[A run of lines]

[Start]

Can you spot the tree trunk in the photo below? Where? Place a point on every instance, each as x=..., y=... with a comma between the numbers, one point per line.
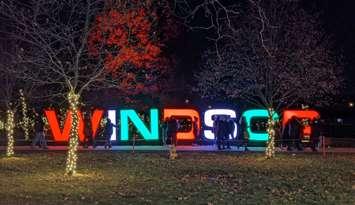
x=270, y=148
x=10, y=125
x=73, y=99
x=25, y=119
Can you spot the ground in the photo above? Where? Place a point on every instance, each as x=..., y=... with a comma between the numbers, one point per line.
x=194, y=178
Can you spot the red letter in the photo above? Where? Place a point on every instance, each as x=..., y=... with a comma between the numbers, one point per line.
x=300, y=114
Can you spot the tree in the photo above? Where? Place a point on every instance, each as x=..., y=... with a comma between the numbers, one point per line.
x=8, y=93
x=53, y=38
x=134, y=34
x=287, y=58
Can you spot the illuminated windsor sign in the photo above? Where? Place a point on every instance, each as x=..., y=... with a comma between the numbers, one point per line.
x=149, y=131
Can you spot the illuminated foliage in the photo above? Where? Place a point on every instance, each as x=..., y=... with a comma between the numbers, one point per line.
x=131, y=38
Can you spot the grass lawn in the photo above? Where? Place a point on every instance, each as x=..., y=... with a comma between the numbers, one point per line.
x=194, y=178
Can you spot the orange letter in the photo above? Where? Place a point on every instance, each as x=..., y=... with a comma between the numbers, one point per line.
x=300, y=114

[End]

• [WHAT TO WORK ON]: Rewrite all of the lines above with "Place a point" changed to "Put a marker" and nothing else altered. Leave the pictures out of your answer.

• [WRITTEN SOLUTION]:
Can you spot the tree trunk in the photo below? Where? Put a marker on every instance, each as x=..., y=... with a comma between the numbers, one point per line.
x=270, y=148
x=10, y=125
x=73, y=99
x=25, y=119
Can you spot the ground in the photo above? Where? Put a marker on every instance, each as x=..., y=... with a comma between the numbers, one point per line.
x=194, y=178
Can you spot the red letter in the photo above? Where? Put a marker on every instance, each as x=..., y=... with a comma between the numbers, one point per line.
x=300, y=114
Can you spot the tree in the photo above? Where? Put a marker on every instance, each as x=..., y=... with a comma between the numbers, one point per line.
x=8, y=93
x=53, y=38
x=134, y=34
x=287, y=58
Can you spot the illuminated windsor sign in the photo above? Where? Put a marker on every instance, each as x=..., y=... with a comma between the numbers, one point per line.
x=149, y=131
Can you spot the illuminated foliage in the photo above? Where? Put a marker on every instance, each as x=..., y=... with a comma between the numbers, one point per line.
x=131, y=38
Can you spot the grass lawn in the photo above? Where? Put a marker on every instance, each as x=..., y=... with a comma between the numbers, one point per line.
x=194, y=178
Can you spot the orange letter in the photo above? Where? Put a marker on every instance, each as x=..., y=... with a comma between the numbers, one point per line.
x=300, y=114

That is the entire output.